» **OBJECTIVE A**: Rescale the rows from the one containing "mark the white support" through the final row, both included. Reproduce every line, requests included, and multiply each point coordinate in the answers by 1.85, rounding to whole numbers with halves rounded up.

» **PASSAGE TO READ**:

•••

Personal information
- Born: 4 November 1999 (age 26)

Sport
- Country: Australia
- Sport: canoeing

= Lachlan Bassett =

Australian canoeist

Lachlan Bassett (born 4 November 1999) is an Australian male canoeist who was a finalist at the senior level at the 2018 and 2019 Wildwater Canoeing World Championships.

Lachlan Bassett has also been a Paddle Australia Athlete since 2015 where he competed in his first ICF Wildwater World Championships in the United States as well as a Canoe Slalom world championships in 2016, 2017 and 2020. As well as being on the senior Wildwater World championships team he was a reserve Team member for The 2019 U23 National Canoe Slalom Team and selected for the 2020 U23 Canoe Slalom World championships. Lachlan has come 5th, 6th, 6th, 9th at Two World Championships, as well as coming 30th and 23rd at Canoe Slalom World Championships.

•••

» **GIVEN RECORDS**:
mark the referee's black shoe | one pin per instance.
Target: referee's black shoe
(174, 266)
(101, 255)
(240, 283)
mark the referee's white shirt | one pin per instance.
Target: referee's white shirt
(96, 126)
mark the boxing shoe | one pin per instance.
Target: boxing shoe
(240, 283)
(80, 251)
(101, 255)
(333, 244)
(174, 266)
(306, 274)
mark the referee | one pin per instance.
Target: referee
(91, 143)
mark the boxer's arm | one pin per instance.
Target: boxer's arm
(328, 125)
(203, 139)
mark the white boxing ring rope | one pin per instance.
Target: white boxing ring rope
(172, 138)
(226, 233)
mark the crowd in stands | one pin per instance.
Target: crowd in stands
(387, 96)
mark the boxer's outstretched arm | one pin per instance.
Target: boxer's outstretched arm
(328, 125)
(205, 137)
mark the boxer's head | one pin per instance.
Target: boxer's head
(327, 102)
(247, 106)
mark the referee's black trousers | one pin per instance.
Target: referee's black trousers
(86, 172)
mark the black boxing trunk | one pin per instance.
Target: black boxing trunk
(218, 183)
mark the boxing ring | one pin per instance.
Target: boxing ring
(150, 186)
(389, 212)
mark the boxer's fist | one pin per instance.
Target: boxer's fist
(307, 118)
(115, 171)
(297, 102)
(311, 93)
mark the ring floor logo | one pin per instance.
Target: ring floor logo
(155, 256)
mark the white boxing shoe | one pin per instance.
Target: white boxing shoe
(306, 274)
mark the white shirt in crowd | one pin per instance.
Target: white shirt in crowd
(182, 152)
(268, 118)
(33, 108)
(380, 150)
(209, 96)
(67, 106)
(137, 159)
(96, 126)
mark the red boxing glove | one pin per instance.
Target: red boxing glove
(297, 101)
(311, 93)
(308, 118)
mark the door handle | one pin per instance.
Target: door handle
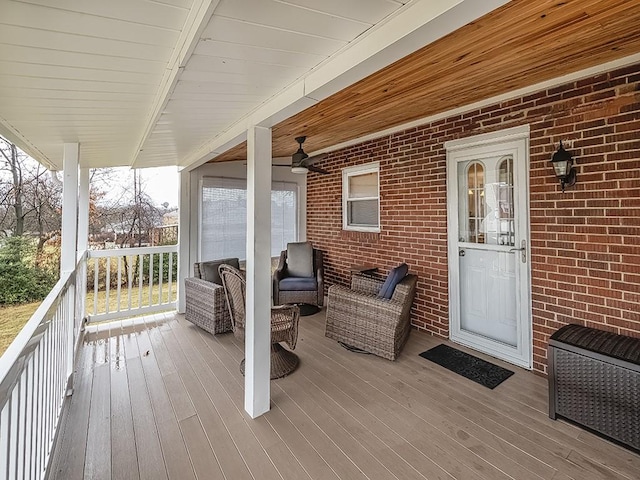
(523, 249)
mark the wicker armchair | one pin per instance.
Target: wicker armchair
(284, 322)
(287, 289)
(357, 317)
(205, 301)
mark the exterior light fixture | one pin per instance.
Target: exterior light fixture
(563, 166)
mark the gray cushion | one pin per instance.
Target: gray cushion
(395, 277)
(298, 284)
(209, 270)
(300, 259)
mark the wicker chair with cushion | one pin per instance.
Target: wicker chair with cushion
(299, 276)
(284, 323)
(205, 301)
(361, 317)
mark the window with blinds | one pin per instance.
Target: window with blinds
(361, 198)
(223, 217)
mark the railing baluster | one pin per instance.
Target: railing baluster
(28, 444)
(108, 284)
(96, 287)
(150, 279)
(13, 436)
(149, 259)
(160, 275)
(5, 439)
(119, 283)
(22, 424)
(170, 277)
(129, 280)
(140, 275)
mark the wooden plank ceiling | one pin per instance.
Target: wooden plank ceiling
(521, 44)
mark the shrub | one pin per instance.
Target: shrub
(21, 281)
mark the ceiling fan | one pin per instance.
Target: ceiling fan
(302, 163)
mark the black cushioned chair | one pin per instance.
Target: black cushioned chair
(299, 276)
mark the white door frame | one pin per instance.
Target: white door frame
(515, 141)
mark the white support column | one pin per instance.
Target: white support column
(184, 231)
(257, 389)
(68, 247)
(83, 211)
(69, 207)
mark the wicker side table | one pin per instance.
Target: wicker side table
(594, 380)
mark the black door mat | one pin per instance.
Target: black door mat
(473, 368)
(307, 309)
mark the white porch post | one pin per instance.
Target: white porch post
(69, 242)
(257, 389)
(69, 207)
(184, 235)
(83, 244)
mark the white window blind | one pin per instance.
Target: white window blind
(223, 217)
(361, 198)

•••

» **OBJECTIVE B**: From the Lachlan Bassett biography, quote the passage from "Australian canoeist" up to and including "Canoeing World Championships.".

» **WORKED ANSWER A**:
mark the white support column | one pin per instance.
Target: white support column
(340, 427)
(475, 720)
(126, 457)
(154, 390)
(128, 383)
mark the wicker side table | one pin per instance.
Target: wicker side table
(1099, 703)
mark the black door mat | one pin per instance.
Target: black door mat
(875, 681)
(568, 572)
mark the white porch post | one pin per instance.
Target: white porch post
(128, 448)
(475, 720)
(128, 383)
(340, 435)
(154, 451)
mark the white window blind | one pin per instance.
Target: white window blind
(413, 401)
(668, 366)

» **WORKED ANSWER B**:
Australian canoeist

Lachlan Bassett (born 4 November 1999) is an Australian male canoeist who was a finalist at the senior level at the 2018 and 2019 Wildwater Canoeing World Championships.